(Beginning of The data)
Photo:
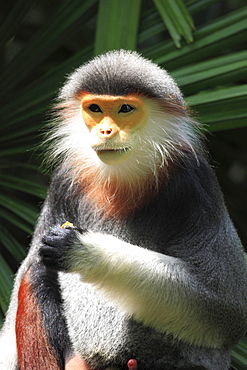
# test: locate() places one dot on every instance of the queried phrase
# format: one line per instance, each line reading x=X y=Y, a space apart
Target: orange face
x=111 y=121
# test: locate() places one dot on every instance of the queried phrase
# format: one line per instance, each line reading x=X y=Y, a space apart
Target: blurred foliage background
x=202 y=43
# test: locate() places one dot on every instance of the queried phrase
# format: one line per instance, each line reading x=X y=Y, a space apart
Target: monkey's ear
x=55 y=247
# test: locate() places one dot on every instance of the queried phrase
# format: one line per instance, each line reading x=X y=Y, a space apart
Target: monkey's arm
x=156 y=289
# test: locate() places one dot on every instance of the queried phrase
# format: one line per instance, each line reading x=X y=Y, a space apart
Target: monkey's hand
x=56 y=246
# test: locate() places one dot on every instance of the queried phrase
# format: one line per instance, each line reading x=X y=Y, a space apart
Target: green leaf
x=177 y=20
x=117 y=25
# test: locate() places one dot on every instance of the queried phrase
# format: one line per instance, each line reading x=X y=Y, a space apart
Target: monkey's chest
x=101 y=333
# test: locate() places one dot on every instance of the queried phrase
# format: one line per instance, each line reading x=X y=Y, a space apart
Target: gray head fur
x=121 y=73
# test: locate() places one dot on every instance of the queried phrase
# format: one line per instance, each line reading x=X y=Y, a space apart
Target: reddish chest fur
x=118 y=198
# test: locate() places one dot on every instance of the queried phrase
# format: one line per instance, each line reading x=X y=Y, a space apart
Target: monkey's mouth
x=114 y=151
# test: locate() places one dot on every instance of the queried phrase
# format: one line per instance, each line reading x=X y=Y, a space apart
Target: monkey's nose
x=105 y=132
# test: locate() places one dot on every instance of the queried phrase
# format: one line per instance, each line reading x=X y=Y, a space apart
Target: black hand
x=55 y=247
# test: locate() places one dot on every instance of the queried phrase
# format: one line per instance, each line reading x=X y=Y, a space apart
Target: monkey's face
x=112 y=122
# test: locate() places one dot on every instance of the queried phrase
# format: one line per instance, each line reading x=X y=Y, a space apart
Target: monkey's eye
x=94 y=108
x=125 y=108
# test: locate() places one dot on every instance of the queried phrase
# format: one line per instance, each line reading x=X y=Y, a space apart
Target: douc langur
x=134 y=262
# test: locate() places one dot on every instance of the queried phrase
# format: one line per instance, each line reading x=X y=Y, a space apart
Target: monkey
x=135 y=262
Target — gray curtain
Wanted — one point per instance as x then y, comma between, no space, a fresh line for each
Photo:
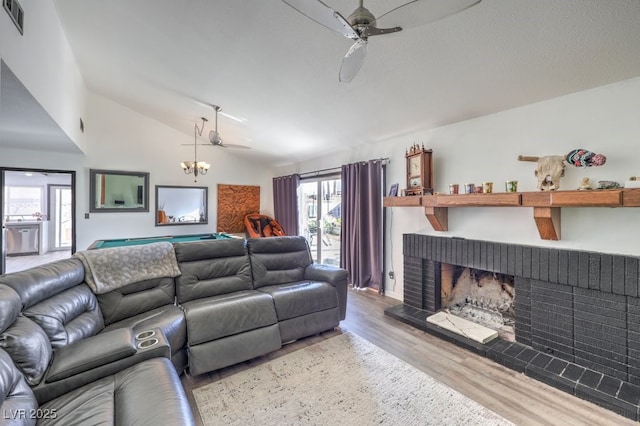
(End of The data)
● **What the task requires**:
Copy all entries exactly; skip pictures.

● **Expected answer**:
Photo:
# test: locate() places one dot on every instance of the queried phrase
# format: one line per instance, each line reading x=X y=Y, a space apart
Target: orange face
x=111 y=121
# test: locate() places one dot on every instance of the queried phrase
# format: one line per instance, each line reading x=X y=Y, a space apart
Target: blurred foliage background
x=202 y=43
# test: locate() places one dot on every instance of the queried phrase
# format: one line per instance, each line reading x=X y=Y, a space apart
Target: monkey's ear
x=55 y=247
# test: locate() places one dot on every instance of the queried phrase
# format: one line per instance, each line reading x=X y=Y, a space apart
Target: monkey's arm
x=156 y=289
# test: locate() places one dot on every instance of the queried phrase
# format: one line per instance, each line reading x=X y=Y, a space apart
Target: monkey's hand
x=56 y=246
# test: locate() places one dot on every instance of the queried phrase
# format: one line per instance, each line reading x=X y=Y, a space apart
Target: green leaf
x=177 y=20
x=117 y=25
# test: locate() places one dot on every instance of the queried phrase
# format: one line per instance, each line reading x=X y=Y, a space apart
Target: monkey's chest
x=101 y=333
# test: locate() places one dot on every instance of the queried phrase
# format: one line per instance, each line reading x=X y=Y, a space apart
Target: gray head fur
x=121 y=73
# test: locate() places one dot on every instance of the queried phrase
# format: one line per instance, each line reading x=X y=Y, a space apart
Target: reddish chest fur
x=118 y=198
# test: locate() places one dot on every instance of the queried phrase
# format: one line per instance, each line reading x=X y=Y, a space apart
Target: monkey's mouth
x=114 y=151
# test: locate() places one dot on every instance of the queried phrase
# format: one line per instance, each line reading x=X y=Y, a space apart
Target: monkey's nose
x=105 y=132
# test: locate() places one dot on every instance of the queried phrase
# format: one line per instance, each line reading x=X y=Y, a space apart
Target: black hand
x=55 y=247
# test: locate() places one dot on every instance of the queried phrase
# format: one line per instance, each line reading x=X y=Y, a space apart
Target: monkey's face
x=112 y=122
# test: locate() places one dot on every instance of the queried phrase
# format: one line per instance, each line reading x=X y=Y, a space apart
Target: monkey's eye
x=94 y=108
x=125 y=108
# test: locate() places one dot on every instance of the queried phrase
# format: one line per instance, each line reading x=X y=Y, a space apart
Target: douc langur
x=134 y=262
# test: locate() places one dot on every instance of the queried phrase
# format: one line per instance, each line reading x=X y=Y, a space apart
Target: monkey
x=135 y=262
Target — gray curtain
Wanted — one point per instance as x then y, comma between, no space, a fresh line for each
Photo:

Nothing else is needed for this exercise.